- **TASK INSTRUCTIONS**:
- a) In the passage about the SBN, shorten the paragraph beginning "The SBN has gone from strength to strength" into a single brief sentence that keeps its main facts.
- b) According to the passage about the SBN, how many ambassadors does the organization have?

- **PROVIDED PASSAGE**:
Dalgleish explained: “We would help Scottish companies get connections and open doors down here.

“It was really just about bringing Scots in London together.”

Going global

The SBN has gone from strength to strength since then and has since connected several thousand Scots across the world, including in Atlanta, Tokyo and Sydney.

It has 48 ambassadors represent the organisation across the globe in 22 countries and it’s all entirely voluntary.

Recent appointments were made in the likes of Dublin, Melbourne, Hong Kong, Vietnam, Indonesia and Berlin.

“Our primary purpose is to connect Scots and the Scottish diaspora. So if a Scot dropped me a note asking to find out what’s happening in Paraguay for example, I can connect them with Scots living out there,” Dalgleish explained.

“The theory is that in business it’s those meetings where you learn something you didn’t know before that can be transformational.

“We’ve been viewed as one of the world’s leading organisations in that sense.”

The importance of connecting

The SBN has helped a number of people succeed. For example, the chairman explains how the organisation worked with an artist to help his first gallery in North America become a success.

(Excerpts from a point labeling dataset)
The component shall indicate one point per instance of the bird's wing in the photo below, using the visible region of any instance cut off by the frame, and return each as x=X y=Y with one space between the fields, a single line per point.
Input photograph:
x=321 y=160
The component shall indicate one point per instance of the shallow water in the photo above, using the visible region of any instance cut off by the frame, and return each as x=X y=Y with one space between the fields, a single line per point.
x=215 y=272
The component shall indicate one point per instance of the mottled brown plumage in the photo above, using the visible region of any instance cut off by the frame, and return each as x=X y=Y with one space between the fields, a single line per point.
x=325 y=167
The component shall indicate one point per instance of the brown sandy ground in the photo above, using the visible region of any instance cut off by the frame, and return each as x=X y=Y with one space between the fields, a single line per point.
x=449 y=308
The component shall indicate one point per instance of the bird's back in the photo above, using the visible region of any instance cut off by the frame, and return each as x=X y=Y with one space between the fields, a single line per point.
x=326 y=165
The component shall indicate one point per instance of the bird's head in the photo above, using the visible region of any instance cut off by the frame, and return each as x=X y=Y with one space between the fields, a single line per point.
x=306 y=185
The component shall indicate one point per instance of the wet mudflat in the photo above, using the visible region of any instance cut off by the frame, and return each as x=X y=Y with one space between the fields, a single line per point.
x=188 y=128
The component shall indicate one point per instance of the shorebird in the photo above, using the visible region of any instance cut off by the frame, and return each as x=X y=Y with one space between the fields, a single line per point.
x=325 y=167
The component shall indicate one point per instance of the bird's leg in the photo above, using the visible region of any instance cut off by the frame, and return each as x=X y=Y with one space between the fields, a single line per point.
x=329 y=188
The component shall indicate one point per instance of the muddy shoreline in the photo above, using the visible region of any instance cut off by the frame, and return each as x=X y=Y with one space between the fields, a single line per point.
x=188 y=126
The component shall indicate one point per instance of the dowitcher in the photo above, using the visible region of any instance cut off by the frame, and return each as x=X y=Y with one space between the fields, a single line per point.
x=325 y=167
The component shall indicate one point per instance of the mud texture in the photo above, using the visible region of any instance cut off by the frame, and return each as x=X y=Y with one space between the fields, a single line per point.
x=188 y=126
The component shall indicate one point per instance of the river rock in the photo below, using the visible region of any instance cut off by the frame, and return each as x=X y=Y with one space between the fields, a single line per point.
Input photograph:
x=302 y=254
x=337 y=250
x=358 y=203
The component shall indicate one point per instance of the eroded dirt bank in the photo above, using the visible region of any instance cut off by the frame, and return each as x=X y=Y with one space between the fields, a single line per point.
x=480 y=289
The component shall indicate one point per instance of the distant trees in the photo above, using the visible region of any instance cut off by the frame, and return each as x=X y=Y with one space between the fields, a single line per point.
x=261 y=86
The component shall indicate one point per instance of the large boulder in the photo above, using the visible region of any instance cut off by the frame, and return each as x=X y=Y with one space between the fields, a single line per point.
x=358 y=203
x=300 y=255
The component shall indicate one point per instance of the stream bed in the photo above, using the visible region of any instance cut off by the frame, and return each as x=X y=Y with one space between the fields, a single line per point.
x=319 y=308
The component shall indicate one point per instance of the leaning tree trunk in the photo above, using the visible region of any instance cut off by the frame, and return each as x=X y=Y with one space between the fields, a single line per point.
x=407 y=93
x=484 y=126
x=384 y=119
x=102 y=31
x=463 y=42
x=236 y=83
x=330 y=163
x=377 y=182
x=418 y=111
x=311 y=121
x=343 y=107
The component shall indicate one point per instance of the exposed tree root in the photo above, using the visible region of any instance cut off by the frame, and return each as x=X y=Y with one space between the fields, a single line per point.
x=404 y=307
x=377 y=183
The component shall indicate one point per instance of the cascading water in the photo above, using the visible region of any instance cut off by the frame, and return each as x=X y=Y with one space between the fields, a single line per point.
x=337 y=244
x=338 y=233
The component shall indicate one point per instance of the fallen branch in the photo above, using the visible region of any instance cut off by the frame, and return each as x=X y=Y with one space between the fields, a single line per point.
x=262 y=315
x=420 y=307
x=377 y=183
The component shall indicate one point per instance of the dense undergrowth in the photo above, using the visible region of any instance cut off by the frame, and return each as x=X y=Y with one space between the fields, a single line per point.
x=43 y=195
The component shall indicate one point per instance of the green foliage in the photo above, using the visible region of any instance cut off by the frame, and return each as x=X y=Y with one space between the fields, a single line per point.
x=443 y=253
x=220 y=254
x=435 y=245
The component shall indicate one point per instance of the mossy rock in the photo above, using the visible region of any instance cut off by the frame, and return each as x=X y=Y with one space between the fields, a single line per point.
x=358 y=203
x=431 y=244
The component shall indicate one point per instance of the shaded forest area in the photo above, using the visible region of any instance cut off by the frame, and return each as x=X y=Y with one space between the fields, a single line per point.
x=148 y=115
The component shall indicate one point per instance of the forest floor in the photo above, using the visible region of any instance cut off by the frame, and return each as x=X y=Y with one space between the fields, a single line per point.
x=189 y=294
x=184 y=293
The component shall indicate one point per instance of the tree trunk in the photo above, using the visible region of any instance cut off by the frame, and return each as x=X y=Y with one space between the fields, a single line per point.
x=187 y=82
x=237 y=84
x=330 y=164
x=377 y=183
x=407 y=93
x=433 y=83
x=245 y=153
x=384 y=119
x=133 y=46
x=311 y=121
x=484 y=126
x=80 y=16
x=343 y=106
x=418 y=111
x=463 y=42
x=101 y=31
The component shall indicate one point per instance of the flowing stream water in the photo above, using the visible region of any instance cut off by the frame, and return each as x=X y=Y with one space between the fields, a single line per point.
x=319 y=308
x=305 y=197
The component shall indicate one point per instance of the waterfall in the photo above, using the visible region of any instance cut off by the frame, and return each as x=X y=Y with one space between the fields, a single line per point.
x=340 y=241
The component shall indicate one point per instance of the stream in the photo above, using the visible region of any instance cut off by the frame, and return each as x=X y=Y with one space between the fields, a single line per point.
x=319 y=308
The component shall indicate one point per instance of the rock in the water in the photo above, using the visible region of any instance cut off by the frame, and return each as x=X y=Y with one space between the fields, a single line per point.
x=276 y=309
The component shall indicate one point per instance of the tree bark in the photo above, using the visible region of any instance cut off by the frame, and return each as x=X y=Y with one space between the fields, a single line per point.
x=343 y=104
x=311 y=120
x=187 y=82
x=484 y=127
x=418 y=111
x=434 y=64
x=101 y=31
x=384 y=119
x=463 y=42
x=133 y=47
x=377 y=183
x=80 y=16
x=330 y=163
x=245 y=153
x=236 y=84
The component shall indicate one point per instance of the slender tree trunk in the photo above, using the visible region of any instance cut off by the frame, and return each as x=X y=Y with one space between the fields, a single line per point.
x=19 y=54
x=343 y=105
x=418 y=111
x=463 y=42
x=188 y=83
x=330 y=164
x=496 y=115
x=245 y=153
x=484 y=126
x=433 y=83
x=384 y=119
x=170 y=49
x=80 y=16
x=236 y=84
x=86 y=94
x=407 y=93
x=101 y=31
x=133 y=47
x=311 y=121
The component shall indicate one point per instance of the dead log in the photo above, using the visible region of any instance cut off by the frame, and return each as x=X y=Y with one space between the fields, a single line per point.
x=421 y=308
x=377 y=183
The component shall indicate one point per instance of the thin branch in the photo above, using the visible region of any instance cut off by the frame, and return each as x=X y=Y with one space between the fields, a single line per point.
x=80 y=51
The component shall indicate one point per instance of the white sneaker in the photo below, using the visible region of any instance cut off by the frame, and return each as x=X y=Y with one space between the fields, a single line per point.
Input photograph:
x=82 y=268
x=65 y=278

- **SOLUTIONS IN ORDER**:
- a) The SBN has grown steadily and has connected several thousand Scots worldwide, including in Atlanta, Tokyo and Sydney.

- b) It has 48 ambassadors.